§ PROBLEM: In the antenna text below, what four components may the biaxial antenna using a single motor include?

§ TEXT SHOWN:
......
First Exemplary Embodiment
[0026] FIG. 1 illustrates a front of a biaxial antennal using a
single motor according to a first exemplary embodiment of the
present invention (hereinafter, referred to as a first exemplary
embodiment), FIG. 2 illustrates a rear of the first exemplary
embodiment of the present invention, FIG. 3 illustrates a partial
enlarged view of FIG. 2, and FIG. 4 illustrates a rear plan view of
the first exemplary embodiment of the present invention.
[0027] As illustrated in FIGS. 1 to 3, a biaxial antenna using a
single motor according to an exemplary embodiment of the present
invention may include a fixed central shaft 100, a rotation part
200, an antenna part 300, and a motor 400.
[0028] The fixed central shaft 100 illustrated in FIG. 2 is coupled
to a fixed plate 10 and extends to an upper side. The fixed central
shaft 100 has a screw thread formed on an outer circumference
surface of a portion of the upper side thereof, serves as a central
shaft around which the rotation part 200 to be described below
rotates, and is fixed without being rotated. However, an exemplary
embodiment in which the screw thread is not formed on the outer
circumference surface of the fixed central shaft 100 is possible
and will be described below.
......
§ RECORD EXTRACTS:

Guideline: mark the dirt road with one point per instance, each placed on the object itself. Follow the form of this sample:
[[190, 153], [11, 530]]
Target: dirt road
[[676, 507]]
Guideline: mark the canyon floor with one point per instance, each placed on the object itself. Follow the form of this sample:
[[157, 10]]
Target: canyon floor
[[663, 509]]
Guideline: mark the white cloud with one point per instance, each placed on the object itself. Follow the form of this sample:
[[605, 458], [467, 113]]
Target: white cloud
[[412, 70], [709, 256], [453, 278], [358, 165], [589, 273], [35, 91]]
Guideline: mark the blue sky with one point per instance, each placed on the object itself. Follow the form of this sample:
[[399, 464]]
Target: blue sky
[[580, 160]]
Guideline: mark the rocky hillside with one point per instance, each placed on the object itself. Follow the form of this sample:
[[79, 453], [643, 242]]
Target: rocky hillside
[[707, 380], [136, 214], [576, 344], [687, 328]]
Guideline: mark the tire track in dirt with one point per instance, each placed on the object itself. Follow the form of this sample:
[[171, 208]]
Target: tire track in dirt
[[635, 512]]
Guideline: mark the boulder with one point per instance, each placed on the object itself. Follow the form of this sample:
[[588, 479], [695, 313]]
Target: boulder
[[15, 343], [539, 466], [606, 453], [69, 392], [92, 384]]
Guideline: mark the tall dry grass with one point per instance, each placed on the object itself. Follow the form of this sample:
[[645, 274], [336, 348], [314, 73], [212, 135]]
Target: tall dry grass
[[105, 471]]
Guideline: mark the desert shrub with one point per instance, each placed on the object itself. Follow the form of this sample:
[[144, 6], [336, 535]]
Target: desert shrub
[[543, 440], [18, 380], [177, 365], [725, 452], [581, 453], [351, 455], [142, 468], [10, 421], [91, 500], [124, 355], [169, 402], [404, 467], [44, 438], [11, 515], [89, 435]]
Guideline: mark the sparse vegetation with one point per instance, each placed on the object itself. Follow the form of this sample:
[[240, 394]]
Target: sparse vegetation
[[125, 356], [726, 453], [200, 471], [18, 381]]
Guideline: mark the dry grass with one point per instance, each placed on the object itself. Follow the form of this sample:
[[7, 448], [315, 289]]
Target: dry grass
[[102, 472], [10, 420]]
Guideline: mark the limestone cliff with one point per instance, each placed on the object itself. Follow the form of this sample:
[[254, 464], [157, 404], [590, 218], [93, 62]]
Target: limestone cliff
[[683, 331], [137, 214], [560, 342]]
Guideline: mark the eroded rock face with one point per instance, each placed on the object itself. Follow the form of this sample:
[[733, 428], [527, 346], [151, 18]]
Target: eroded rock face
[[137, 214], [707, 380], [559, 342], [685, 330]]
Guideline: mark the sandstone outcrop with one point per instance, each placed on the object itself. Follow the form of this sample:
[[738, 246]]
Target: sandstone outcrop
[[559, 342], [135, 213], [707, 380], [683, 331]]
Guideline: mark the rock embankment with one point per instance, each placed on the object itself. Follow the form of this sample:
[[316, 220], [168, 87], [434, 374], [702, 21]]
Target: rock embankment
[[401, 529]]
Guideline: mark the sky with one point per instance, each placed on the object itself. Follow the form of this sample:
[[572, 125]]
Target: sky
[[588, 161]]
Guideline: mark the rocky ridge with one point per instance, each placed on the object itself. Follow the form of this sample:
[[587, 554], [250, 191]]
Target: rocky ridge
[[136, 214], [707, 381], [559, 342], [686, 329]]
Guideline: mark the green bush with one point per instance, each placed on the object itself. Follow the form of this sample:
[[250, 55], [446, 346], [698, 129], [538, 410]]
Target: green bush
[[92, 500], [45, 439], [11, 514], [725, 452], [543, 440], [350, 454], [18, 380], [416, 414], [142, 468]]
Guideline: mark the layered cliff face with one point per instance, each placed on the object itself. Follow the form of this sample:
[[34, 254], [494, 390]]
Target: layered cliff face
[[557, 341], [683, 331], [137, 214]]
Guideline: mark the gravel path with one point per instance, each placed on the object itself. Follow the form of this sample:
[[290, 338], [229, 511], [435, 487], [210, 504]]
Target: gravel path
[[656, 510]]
......
§ TASK OUTPUT: A fixed central shaft 100, a rotation part 200, an antenna part 300, and a motor 400.